● WHAT IS BEING ASKED
Retype only what runs from the line that contains "Question: For every instance of the brick" through the last line of the listing below, both lines included.

·····

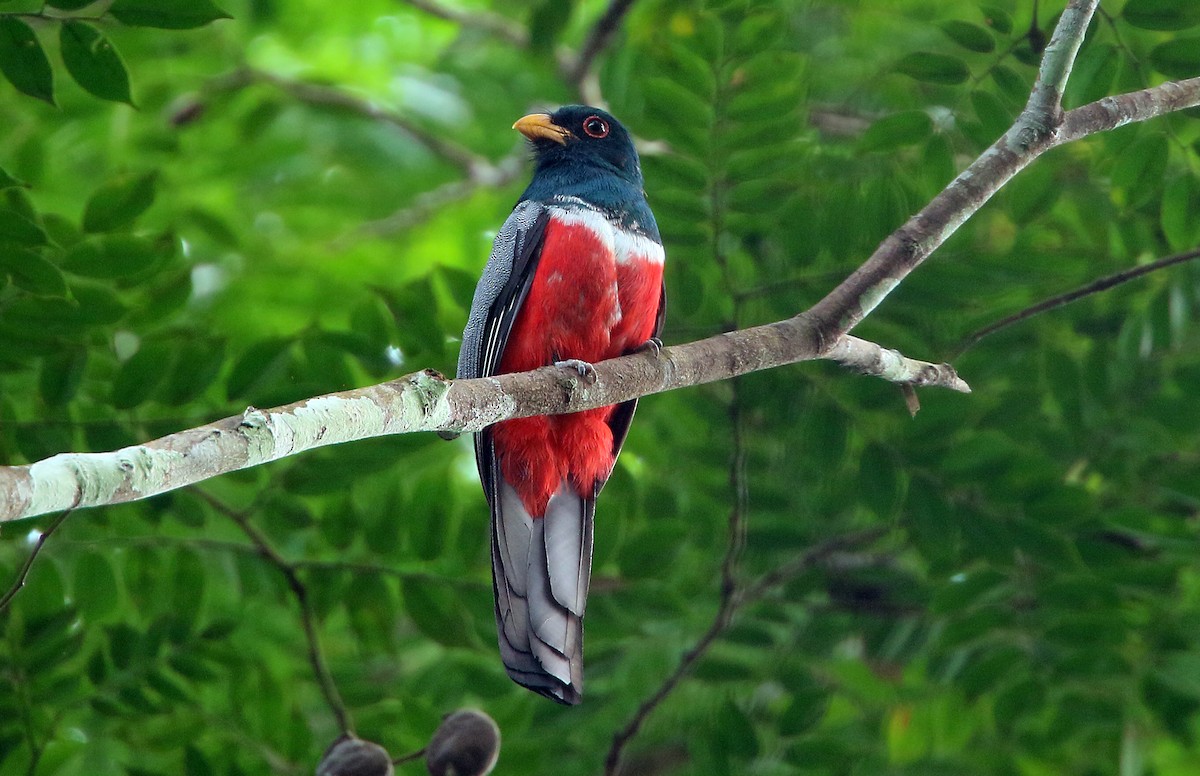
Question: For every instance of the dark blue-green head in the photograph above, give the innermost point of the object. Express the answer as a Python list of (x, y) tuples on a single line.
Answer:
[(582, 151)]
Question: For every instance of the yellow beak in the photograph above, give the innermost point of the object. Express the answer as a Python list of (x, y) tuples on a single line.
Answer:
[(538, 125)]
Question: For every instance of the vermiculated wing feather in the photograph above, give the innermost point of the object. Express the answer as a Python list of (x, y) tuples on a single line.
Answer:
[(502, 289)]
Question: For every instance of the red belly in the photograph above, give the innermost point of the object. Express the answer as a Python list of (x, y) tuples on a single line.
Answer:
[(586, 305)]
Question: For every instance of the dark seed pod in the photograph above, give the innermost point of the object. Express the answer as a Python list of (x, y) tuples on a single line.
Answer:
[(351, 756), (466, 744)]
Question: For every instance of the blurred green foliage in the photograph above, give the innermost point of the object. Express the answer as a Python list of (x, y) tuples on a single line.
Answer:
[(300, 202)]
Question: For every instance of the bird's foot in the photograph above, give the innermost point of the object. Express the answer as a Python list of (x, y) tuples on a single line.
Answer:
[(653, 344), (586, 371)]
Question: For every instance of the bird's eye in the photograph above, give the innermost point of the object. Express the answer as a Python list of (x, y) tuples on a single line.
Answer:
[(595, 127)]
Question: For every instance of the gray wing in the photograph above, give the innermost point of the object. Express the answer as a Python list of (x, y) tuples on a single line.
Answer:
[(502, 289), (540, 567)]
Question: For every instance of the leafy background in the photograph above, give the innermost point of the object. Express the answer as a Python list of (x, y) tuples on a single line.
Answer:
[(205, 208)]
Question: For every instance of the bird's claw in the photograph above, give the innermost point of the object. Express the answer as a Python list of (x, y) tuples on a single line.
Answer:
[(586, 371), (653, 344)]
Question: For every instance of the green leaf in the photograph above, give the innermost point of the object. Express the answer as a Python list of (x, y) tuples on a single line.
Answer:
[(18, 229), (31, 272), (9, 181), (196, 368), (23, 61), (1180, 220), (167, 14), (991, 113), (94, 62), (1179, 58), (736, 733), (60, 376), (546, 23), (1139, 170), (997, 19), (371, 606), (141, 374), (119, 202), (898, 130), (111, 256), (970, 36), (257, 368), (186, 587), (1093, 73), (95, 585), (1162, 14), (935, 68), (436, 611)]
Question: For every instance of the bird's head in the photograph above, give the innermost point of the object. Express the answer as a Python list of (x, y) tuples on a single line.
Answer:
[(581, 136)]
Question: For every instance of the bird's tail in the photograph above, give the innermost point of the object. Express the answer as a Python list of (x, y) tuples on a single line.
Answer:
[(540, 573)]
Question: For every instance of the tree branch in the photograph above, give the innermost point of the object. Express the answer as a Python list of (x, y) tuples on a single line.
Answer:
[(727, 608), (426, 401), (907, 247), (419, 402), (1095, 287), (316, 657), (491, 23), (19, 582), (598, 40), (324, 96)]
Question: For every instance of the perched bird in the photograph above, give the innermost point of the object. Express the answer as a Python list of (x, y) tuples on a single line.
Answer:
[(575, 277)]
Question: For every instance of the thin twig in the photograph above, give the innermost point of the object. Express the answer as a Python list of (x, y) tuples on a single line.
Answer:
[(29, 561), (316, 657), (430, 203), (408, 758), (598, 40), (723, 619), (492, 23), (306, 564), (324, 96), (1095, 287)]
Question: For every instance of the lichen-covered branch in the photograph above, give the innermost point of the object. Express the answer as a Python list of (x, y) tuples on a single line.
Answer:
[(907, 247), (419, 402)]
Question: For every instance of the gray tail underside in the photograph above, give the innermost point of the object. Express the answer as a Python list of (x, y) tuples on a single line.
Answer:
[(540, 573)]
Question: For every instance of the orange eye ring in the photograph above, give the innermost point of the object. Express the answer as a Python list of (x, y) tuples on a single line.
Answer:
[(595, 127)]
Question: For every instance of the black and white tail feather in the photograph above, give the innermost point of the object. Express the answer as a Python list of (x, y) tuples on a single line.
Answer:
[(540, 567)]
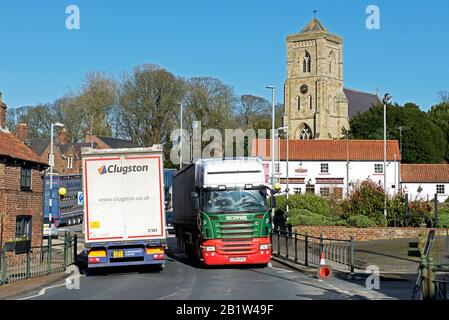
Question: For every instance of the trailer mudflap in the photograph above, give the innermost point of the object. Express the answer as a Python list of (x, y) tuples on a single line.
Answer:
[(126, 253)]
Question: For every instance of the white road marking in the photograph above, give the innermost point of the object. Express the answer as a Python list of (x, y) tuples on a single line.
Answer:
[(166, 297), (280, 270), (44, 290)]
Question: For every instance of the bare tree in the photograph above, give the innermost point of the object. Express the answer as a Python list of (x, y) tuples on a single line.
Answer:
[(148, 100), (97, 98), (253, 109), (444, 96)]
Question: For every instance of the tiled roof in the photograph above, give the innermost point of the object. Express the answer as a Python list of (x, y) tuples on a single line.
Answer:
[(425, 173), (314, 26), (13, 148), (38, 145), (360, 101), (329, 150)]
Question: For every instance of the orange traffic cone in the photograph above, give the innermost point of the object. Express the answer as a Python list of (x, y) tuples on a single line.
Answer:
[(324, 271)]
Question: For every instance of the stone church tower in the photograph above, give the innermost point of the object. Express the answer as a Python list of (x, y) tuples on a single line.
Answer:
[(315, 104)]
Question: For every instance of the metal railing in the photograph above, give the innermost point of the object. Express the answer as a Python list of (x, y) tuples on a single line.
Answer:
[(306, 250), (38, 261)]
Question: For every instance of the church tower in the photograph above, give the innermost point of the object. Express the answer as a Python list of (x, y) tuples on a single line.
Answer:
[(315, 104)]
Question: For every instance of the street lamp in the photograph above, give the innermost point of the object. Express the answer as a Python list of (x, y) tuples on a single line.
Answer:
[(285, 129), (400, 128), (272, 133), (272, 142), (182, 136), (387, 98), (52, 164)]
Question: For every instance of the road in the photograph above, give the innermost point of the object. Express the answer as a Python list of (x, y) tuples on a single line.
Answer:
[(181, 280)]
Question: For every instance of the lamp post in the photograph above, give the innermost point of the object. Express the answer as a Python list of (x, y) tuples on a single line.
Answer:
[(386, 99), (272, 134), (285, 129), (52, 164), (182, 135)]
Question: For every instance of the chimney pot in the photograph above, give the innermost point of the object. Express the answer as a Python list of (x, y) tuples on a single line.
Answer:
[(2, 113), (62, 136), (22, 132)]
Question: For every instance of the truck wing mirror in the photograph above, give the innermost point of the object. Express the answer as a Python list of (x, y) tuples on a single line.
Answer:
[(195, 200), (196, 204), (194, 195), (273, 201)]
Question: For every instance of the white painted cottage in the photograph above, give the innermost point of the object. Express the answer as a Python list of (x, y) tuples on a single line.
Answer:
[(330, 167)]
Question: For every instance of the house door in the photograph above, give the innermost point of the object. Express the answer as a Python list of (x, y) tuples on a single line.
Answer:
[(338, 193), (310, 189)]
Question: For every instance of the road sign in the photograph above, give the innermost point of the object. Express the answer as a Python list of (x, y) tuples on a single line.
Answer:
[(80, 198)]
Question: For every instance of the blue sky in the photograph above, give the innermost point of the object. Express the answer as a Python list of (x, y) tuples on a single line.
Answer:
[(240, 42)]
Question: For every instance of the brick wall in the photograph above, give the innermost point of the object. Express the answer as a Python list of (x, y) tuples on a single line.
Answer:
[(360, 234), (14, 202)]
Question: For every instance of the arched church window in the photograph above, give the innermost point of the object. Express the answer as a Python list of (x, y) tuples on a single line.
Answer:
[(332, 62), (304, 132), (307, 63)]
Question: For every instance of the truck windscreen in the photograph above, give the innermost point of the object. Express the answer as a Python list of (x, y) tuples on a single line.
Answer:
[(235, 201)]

·····

● FINAL ANSWER
Question: For every instance of the brick wall in the photograph above, give the innermost point of the object. Express the answer as a Python list of (x, y) tuples on a single line.
Answer:
[(360, 234), (14, 202)]
Question: For every instance of the arched church window in the photograph above, give the innermost point of the object. Express the answer as a Python list of (x, y) tuples on a single line.
Answer:
[(332, 62), (304, 132), (307, 63)]
Question: For every instance of the truck windscreen in the photograph above, give the innermost point of the object. Express the answer as a Python list of (x, y) tuples on a single line.
Answer:
[(235, 201)]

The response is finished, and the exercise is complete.